BEGIN

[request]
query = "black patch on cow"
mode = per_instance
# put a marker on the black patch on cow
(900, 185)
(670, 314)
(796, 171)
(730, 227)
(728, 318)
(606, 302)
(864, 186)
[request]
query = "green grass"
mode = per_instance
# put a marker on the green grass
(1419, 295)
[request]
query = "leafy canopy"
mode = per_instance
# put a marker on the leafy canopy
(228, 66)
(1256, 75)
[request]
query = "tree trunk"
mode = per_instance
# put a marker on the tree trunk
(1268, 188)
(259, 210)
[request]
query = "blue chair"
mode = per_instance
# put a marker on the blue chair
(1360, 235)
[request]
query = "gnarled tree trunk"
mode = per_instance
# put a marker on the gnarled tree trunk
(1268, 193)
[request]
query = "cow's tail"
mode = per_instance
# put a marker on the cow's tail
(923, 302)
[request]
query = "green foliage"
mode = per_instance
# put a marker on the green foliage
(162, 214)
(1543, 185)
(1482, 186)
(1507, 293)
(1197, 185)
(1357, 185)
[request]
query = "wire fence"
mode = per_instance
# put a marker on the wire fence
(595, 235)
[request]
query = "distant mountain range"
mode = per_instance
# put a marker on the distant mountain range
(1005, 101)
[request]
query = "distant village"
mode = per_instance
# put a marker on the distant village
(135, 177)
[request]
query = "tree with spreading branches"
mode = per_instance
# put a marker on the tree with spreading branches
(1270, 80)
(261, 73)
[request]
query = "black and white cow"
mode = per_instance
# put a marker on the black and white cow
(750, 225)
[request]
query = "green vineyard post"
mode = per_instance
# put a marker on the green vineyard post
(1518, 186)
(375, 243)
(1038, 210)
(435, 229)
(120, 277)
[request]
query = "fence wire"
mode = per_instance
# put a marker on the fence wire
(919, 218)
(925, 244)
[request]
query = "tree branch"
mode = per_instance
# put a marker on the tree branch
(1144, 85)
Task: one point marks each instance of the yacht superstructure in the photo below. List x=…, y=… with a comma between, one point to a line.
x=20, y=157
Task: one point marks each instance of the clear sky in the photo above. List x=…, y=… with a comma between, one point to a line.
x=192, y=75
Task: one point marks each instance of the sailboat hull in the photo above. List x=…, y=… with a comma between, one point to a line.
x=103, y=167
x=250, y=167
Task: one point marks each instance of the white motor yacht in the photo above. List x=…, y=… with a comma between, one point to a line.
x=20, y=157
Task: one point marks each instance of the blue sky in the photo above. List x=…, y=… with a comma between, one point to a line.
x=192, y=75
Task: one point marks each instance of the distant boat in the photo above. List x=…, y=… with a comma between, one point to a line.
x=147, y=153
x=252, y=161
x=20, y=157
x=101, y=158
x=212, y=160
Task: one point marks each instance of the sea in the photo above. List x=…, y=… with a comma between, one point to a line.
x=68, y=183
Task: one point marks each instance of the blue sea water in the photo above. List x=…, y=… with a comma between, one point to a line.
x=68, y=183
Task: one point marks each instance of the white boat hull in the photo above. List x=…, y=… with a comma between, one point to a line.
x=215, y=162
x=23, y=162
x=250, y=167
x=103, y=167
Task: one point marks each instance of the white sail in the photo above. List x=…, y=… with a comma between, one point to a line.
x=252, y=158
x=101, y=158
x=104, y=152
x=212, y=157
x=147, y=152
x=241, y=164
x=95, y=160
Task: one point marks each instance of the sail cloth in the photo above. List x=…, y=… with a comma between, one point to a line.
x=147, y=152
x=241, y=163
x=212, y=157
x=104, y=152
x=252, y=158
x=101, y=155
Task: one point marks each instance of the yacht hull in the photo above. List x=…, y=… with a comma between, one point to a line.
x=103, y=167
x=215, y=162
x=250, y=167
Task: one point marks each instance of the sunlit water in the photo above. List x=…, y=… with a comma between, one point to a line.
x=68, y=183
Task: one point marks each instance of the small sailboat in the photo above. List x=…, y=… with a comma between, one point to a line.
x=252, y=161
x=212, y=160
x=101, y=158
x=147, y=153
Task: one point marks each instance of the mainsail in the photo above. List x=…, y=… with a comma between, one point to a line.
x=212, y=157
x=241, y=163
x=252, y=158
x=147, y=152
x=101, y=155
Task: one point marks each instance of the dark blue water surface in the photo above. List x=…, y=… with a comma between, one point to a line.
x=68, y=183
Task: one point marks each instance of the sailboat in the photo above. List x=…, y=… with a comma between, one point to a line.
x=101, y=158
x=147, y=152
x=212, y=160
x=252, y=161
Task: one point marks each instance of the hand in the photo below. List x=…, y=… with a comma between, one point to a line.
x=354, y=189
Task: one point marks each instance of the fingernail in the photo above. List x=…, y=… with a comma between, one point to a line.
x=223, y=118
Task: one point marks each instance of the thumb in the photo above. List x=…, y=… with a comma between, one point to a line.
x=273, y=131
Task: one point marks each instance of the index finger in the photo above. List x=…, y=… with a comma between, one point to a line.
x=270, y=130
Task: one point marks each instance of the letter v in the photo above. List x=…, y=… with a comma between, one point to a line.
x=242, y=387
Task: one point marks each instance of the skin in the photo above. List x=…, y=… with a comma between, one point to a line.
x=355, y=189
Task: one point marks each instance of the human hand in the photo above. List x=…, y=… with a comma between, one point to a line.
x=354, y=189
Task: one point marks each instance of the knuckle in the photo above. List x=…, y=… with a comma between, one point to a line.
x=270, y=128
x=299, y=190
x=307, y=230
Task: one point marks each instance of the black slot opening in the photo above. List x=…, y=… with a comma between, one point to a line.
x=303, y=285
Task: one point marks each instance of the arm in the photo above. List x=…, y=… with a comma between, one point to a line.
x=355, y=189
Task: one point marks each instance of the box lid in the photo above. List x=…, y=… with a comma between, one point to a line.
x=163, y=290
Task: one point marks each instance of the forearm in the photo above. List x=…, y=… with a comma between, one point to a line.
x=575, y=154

END

Exercise
Only an exact copy of the data above will do.

Exercise solution
[request]
query = "black patch on cow"
mode = per_instance
# put a marker on the black patch on cow
(900, 185)
(670, 314)
(796, 171)
(730, 227)
(728, 318)
(606, 302)
(864, 186)
[request]
query = "green grass"
mode = per_instance
# put a marker on the green grass
(1419, 295)
[request]
query = "leafy canopy"
mode = per_instance
# put a marker on the leafy canopy
(228, 66)
(1256, 75)
[request]
query = "tree trunk"
mode = per_instance
# put a marker on the tree trunk
(1268, 188)
(259, 210)
[request]
query = "blue chair"
mode = per_instance
# put a marker on the blue chair
(1360, 235)
[request]
query = "gnarled tree trunk"
mode = per_instance
# put a marker on the gnarled tree trunk
(1268, 193)
[request]
query = "cow's tail"
mode = per_instance
# put a marker on the cow's tail
(923, 302)
[request]
query = "green foliage"
mode = per_instance
# put a marker on the green foliage
(162, 214)
(1543, 185)
(1482, 186)
(1507, 293)
(1197, 185)
(1357, 185)
[request]
query = "wire fence"
mode = per_instance
# put a marker on the wire fence
(595, 235)
[request]
query = "distant mountain range"
mode = per_instance
# put a marker on the distant mountain range
(1005, 101)
[request]
query = "distant village"
mode = per_instance
# put a marker on the distant village
(135, 177)
[request]
query = "tree with spreading branches"
mode = per_instance
# put a marker on the tree with spreading branches
(1270, 80)
(261, 73)
[request]
query = "black and white cow"
mode = per_instance
# put a marker on the black and white cow
(750, 225)
[request]
query = "green vineyard post"
mode = per_instance
# put a marker on the green vineyard post
(1518, 186)
(375, 243)
(1038, 210)
(435, 229)
(120, 277)
[request]
query = "fence wire"
mode = per_instance
# put a marker on the fence wire
(919, 218)
(925, 244)
[request]
query = "tree branch"
mode = per_instance
# put a marker on the tree branch
(1144, 85)
Task: one point marks each instance of the yacht superstructure in the photo below. List x=…, y=… with a comma between, one point to a line.
x=20, y=157
Task: one point marks each instance of the clear sky in the photo above. List x=…, y=… with a comma between, one point to a line.
x=192, y=75
Task: one point marks each instance of the sailboat hull in the photo above. List x=…, y=… with a comma between, one point to a line.
x=103, y=167
x=250, y=167
Task: one point marks each instance of the white motor yacht in the photo above. List x=…, y=… with a comma between, one point to a line.
x=20, y=157
Task: one point marks each instance of the blue sky in the photo above. List x=…, y=… with a comma between, one point to a line.
x=192, y=75
Task: one point marks each instance of the distant boat in the photo above. List x=…, y=… with a comma between, one point to a line.
x=147, y=153
x=252, y=161
x=20, y=157
x=101, y=158
x=212, y=160
Task: one point marks each instance of the sea in the photo above. List x=…, y=… with a comma between, one point to a line.
x=68, y=183
Task: one point marks each instance of the blue sea water in the photo above. List x=…, y=… with a comma between, one point to a line.
x=68, y=183
Task: one point marks each instance of the white boat hull in the photo above. List x=…, y=… with a comma between, one point to a line.
x=215, y=162
x=23, y=162
x=250, y=167
x=103, y=167
Task: one point marks each instance of the white sail in the photo above. List x=…, y=… with a comma between, one point to a line.
x=252, y=158
x=101, y=158
x=104, y=152
x=212, y=157
x=147, y=152
x=241, y=164
x=95, y=160
Task: one point marks each instance of the sail cloth in the photo above. List x=…, y=… with a comma between, one point to a line.
x=147, y=152
x=241, y=163
x=212, y=157
x=104, y=152
x=252, y=158
x=101, y=155
Task: one point marks each instance of the yacht hull in the photo above. List x=…, y=… with a comma between, one point to a line.
x=103, y=167
x=215, y=162
x=250, y=167
Task: one point marks each instance of the sunlit water in the photo above. List x=…, y=… with a comma between, one point to a line.
x=68, y=183
Task: one point marks each instance of the small sailboat in the photo above. List x=…, y=… with a comma between, one point to a line.
x=252, y=161
x=212, y=160
x=101, y=158
x=147, y=153
Task: one point marks each instance of the mainsail in the photo above. List x=…, y=… with a comma between, one point to a line.
x=212, y=157
x=241, y=163
x=252, y=158
x=147, y=152
x=101, y=155
Task: one point marks each instance of the dark blue water surface in the photo above. List x=…, y=… with a comma between, one point to a line.
x=68, y=183
Task: one point marks each instance of the sailboat in the photo above. List x=…, y=… with a comma between, one point to a line.
x=101, y=158
x=147, y=152
x=212, y=160
x=252, y=161
Task: one point marks each instance of the hand in the photo below. List x=…, y=… with a comma between, one point to a line.
x=354, y=189
Task: one point marks each instance of the fingernail in the photo above. List x=…, y=… with a comma between, one point to a line.
x=223, y=118
Task: one point marks each instance of the thumb in the photo above. List x=…, y=… with a comma between, one point to a line.
x=273, y=131
Task: one point marks each instance of the index finger in the photo above. List x=…, y=… with a comma between, one point to a line.
x=270, y=130
Task: one point marks each instance of the letter v in the photo above. List x=…, y=… with a comma between, one point to a line.
x=242, y=387
Task: one point marks each instance of the skin in the photo above. List x=…, y=… with a comma between, one point to a line.
x=355, y=189
Task: one point marks each instance of the human hand in the photo above. List x=…, y=… with a comma between, one point to a line.
x=354, y=189
Task: one point marks each instance of the knuckle in the photo above. List x=…, y=… with a comma between, one point to a line.
x=270, y=128
x=299, y=190
x=307, y=230
Task: one point marks each instance of the black slot opening in the photo above. List x=…, y=… with a comma between, one point to a line.
x=303, y=285
Task: one point marks each instance of the arm in the photo above. List x=…, y=… with a comma between, one point to a line.
x=355, y=189
Task: one point marks each instance of the box lid in the photo above. List x=…, y=… with a comma between, one point to a line.
x=163, y=290
Task: one point marks each instance of the forearm in the photo above. List x=…, y=… with a comma between, one point to a line.
x=575, y=154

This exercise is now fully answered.